Exploration history. The first wells were drilled in western Ghana in 1896, in oil seeps within the onshore Tano basin. The first notable production followed Signal-Amoco consortium’s discovery of Saltpond field, some 100 km west of Accra in 1970. Between 1978 and 1985, around 3.5 MMbbl of oil were produced from the field, with 14 Bcf of gas flared.

Following creation of the Ghana National Petroleum Corporation (GNPC) in 1985, more widespread exploration began after the signing of agreements with several IOCs. The first major discoveries were not made until 2007, when Tullow Oil and Kosmos Energy discovered hydrocarbons offshore in the Jubilee field. Since the first well, Mahogany-1, was drilled, exploration has expanded, involving a number of operators. The first light, sweet crude was produced from Jubilee in December 2010. Upside estimates for the field’s reserves are around 2 Bbbl of oil, while those for natural gas are around 1.2 Tcf.

Licensing activity and key players. Under existing law, Ghana’s energy ministry issues licenses through a mix of competitive bidding and an open-door policy. No schedule is in place for further licensing at present. Between 2002 and 2008, 12 areas were licensed to 10 operators, including Kosmos Energy, Tullow Oil, Anadarko, Vitol, Hess, Vanco, Aker and Afren, Fig. 5. Interest in acquiring Ghanaian acreage has intensified, since the first major oil and gas finds were made.

 

Licenses awarded offshore Ghana during 2002–2008.

Fig. 5. Licenses awarded offshore Ghana during 2002–2008.

[COLLECTED DATA]
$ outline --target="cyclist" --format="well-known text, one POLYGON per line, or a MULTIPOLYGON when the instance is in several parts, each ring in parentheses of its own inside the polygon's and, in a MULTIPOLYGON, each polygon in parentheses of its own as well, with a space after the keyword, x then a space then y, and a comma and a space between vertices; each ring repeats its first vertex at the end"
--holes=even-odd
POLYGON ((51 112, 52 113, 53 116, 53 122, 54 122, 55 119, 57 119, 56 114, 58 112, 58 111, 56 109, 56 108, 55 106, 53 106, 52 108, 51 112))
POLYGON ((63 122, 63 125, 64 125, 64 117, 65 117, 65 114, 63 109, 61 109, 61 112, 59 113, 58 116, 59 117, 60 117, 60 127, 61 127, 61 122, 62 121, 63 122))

[GIVEN PROBLEM A] In the text on Ghana's oil and gas exploration, translate this sentence into French: "The first light, sweet crude was produced from Jubilee in December 2010."
[GIVEN PROBLEM B] Carry on the text about oil and gas exploration in Ghana, starting after its final line.

[WRITTEN RESPONSE A] Le premier brut léger et doux a été produit à partir de Jubilee en décembre 2010.

[WRITTEN RESPONSE B]
Agreements under the present system attracted controversy in 2009, when a deal, under which Kosmos agreed to sell its 23.5% stake in Jubilee field to Exxon Mobil for around $4 billion, was blocked by the government. Officials said that Kosmos had shared data improperly in talks leading up to the sale. A joint $5-billion bid for the stake ensued from GNPC and China National Offshore Oil Corporation (CNOOC), a move that some observers suggested was politically motivated, reflecting the Ghanaian government’s wish to curry favor with China. A $3-billion oil-for-loans deal between the two countries commits Ghana to sending at least 13 Mbopd, to China. In fact, the Jubilee deal did not materialize, as Kosmos decided to retain its stake.

Recent E&P activity. The Tullow-led consortium had expected output from Jubilee field to reach 120 Mbopd by mid-2011, following production start-up in December 2010. However, technical problems initially stemmed production, limiting output to around 85 Mbopd in 2012. The situation has since improved, with production reaching 110 -115 Mbod in early 2013. Tullow has said that output could reach, or even surpass, the nameplate 120-Mbopd output of its FPSO by end-2013, as new wells come onstream. Tullow holds a 35.5% stake in Jubilee. It partners are Kosmos (24.1%), Anadarko Petroleum (24.1%), GNPC (13.6%) and Sabre/PetroSA (2.7%).

Tullow has been in talks with Kosmos over feeding potential production from the Teak, Mahogany East and Akasa discoveries in the adjacent West Cape Three Points (WCTP) Block through Jubilee’s pipelines. WCTP had been regarded as large enough to warrant its own FPSO development, but that looks less likely following disappointing results from the Teak-4 appraisal well.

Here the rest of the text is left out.